Nothing but the lines from the one that contains "Exercise. Locate the curly" through the end of the listing should appear, set down exactly.
***** Supplied data *****
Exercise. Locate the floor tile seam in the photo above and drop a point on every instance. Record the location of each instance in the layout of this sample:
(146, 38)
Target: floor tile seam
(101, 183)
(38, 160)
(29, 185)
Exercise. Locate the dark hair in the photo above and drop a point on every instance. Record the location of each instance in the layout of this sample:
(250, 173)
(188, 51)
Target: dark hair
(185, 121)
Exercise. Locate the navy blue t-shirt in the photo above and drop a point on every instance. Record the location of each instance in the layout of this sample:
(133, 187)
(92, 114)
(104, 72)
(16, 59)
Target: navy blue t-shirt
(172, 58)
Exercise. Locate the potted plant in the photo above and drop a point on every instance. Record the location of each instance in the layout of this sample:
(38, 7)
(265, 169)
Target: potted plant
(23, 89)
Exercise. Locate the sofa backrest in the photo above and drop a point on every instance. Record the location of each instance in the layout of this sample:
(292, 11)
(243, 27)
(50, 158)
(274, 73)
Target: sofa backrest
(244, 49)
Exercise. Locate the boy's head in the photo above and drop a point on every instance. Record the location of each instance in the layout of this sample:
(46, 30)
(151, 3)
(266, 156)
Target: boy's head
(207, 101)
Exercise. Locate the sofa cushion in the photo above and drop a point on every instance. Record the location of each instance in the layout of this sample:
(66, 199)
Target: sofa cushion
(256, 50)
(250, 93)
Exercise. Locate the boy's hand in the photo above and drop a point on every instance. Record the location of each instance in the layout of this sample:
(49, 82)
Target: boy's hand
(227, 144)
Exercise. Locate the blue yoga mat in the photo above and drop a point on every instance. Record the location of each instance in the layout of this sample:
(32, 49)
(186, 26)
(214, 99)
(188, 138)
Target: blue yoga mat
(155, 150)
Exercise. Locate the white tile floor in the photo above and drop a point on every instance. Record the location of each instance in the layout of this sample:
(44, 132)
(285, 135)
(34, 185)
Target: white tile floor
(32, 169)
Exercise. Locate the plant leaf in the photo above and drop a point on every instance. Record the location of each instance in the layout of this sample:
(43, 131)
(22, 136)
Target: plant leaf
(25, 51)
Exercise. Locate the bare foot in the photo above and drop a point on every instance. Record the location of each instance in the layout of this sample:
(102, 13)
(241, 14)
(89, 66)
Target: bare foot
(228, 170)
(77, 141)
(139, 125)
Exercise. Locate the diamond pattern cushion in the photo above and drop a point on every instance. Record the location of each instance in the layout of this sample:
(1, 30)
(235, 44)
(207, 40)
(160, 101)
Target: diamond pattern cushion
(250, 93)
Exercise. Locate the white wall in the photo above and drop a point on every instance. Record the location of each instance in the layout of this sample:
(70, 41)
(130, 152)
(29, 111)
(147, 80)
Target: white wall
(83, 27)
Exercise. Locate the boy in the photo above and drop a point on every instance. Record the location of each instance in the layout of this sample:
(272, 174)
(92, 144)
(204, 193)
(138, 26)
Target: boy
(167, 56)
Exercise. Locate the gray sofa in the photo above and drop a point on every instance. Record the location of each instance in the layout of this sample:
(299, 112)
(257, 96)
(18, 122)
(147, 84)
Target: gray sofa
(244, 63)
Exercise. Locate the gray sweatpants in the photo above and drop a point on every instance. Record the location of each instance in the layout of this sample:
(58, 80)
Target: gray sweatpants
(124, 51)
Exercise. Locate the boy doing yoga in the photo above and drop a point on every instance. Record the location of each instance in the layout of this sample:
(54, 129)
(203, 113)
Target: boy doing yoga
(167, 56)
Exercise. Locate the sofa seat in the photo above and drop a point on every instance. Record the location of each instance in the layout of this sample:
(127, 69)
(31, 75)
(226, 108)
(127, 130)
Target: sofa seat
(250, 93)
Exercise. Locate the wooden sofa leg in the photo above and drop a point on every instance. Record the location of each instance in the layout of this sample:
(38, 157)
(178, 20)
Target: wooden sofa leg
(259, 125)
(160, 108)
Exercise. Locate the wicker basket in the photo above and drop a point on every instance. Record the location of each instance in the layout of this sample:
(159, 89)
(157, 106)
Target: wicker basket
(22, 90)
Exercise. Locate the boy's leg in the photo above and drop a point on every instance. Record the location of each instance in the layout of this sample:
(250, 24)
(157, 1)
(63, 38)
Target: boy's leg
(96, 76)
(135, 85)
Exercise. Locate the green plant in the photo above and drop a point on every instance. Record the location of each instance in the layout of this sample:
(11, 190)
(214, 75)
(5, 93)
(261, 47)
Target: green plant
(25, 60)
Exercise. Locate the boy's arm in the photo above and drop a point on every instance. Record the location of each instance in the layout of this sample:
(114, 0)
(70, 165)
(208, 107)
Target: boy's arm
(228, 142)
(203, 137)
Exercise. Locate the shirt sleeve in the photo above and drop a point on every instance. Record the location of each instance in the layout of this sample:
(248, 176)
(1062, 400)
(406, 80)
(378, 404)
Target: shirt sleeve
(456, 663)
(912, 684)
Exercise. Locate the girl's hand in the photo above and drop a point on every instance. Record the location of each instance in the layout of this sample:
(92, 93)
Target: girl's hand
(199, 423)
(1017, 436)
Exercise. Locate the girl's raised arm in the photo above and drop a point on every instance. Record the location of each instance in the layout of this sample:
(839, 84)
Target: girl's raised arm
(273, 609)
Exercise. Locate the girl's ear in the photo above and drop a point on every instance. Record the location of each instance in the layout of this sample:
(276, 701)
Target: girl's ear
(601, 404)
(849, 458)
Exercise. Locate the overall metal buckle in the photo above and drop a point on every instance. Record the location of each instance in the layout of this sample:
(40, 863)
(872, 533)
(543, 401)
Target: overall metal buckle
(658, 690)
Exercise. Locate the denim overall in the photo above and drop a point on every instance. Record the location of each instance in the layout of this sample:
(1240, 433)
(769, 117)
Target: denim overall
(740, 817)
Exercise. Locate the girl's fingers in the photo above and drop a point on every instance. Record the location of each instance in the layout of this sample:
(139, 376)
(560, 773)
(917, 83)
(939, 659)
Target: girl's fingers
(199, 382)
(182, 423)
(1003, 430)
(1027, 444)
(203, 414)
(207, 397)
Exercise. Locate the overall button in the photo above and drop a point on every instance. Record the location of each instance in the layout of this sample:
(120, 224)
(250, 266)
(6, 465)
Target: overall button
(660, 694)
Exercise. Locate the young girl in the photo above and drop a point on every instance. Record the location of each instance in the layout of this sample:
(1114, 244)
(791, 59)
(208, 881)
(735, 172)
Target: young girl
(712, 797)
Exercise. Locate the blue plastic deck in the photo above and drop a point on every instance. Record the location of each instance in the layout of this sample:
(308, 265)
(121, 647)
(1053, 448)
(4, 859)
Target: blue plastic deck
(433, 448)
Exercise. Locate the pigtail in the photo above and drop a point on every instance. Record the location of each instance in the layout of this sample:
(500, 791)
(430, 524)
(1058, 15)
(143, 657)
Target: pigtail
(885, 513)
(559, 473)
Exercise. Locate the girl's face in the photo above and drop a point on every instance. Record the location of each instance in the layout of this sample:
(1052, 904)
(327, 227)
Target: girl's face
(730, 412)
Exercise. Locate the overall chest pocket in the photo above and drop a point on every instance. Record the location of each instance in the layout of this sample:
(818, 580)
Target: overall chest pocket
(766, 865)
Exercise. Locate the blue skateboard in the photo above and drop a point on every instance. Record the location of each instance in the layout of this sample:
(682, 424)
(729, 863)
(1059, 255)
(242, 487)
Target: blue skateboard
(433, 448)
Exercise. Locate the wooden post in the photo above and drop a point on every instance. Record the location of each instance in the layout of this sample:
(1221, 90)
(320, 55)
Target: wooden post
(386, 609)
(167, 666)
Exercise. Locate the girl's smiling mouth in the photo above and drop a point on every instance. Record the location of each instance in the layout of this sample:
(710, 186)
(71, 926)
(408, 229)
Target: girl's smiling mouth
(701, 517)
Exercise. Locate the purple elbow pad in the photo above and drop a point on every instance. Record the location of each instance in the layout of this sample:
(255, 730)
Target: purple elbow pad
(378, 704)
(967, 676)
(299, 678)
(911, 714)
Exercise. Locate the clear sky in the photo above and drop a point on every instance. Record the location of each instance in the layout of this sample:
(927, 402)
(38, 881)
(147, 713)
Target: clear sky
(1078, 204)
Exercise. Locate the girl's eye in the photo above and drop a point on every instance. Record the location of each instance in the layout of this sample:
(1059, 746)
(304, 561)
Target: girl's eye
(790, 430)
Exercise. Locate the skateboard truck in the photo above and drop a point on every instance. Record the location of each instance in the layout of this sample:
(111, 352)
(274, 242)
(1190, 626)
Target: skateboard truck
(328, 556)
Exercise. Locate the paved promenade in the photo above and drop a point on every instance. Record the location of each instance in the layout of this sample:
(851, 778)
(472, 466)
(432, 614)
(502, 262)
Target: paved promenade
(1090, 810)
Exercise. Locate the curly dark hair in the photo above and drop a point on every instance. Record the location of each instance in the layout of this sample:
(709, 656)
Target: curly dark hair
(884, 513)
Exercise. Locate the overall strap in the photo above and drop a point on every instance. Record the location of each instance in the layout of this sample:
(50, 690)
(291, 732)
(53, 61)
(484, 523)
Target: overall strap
*****
* **Output of the task**
Exercise. Locate the curly dark hair in the photo above and drop a point on every instance. Record the location of each instance in the layout of this sample:
(709, 656)
Target: curly dark hair
(884, 513)
Exercise. Locate the overall strap in the photo above and drop a point on every instance. Record the location of each instance in the layout of this sample:
(50, 690)
(291, 732)
(53, 61)
(484, 523)
Target: overall strap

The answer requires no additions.